OBJECTIVE.
Copy out every line of the records below word for word, omitting the pictures.

PROVIDED MATERIAL.

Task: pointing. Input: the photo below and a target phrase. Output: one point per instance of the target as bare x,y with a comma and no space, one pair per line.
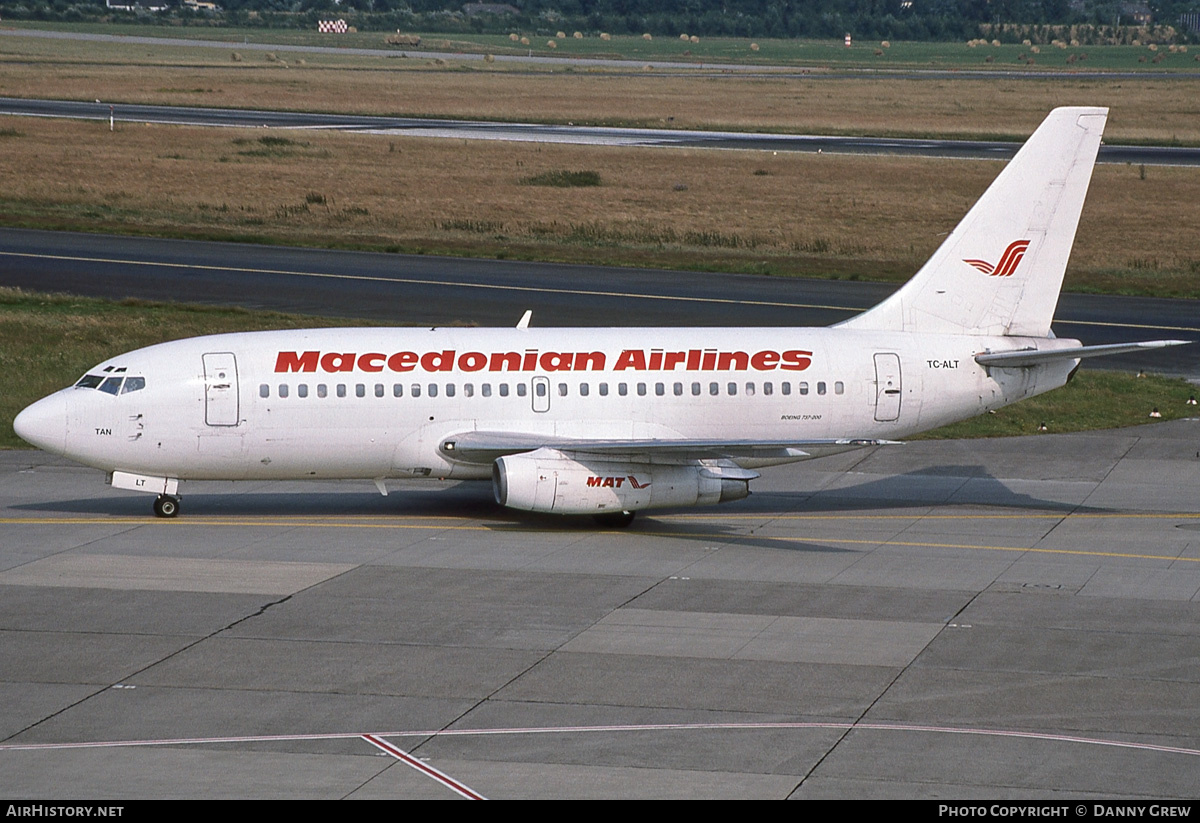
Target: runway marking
424,768
535,289
727,536
617,728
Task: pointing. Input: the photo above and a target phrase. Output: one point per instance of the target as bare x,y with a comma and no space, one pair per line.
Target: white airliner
607,421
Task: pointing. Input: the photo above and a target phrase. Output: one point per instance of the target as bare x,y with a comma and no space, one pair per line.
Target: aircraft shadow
967,486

RESPONSE.
Task: pointing. Input: the photo below and a target phrase. Output: one point per instance of the target as bare x,y with a comma and no space, one pair per line.
Target: runway marking
424,768
535,289
727,536
617,728
Task: pointing. Input: the photo above and a target phrase. Output: one point per instance of the target as bare x,y with a comma and no space, one pair per line.
Target: white airliner
607,421
Task: pointing. Input: the photo above and a target phrase. Output: one point per instance of the target as bare x,y with a comma and no space, one pair per line.
Target: aircraft shadow
967,486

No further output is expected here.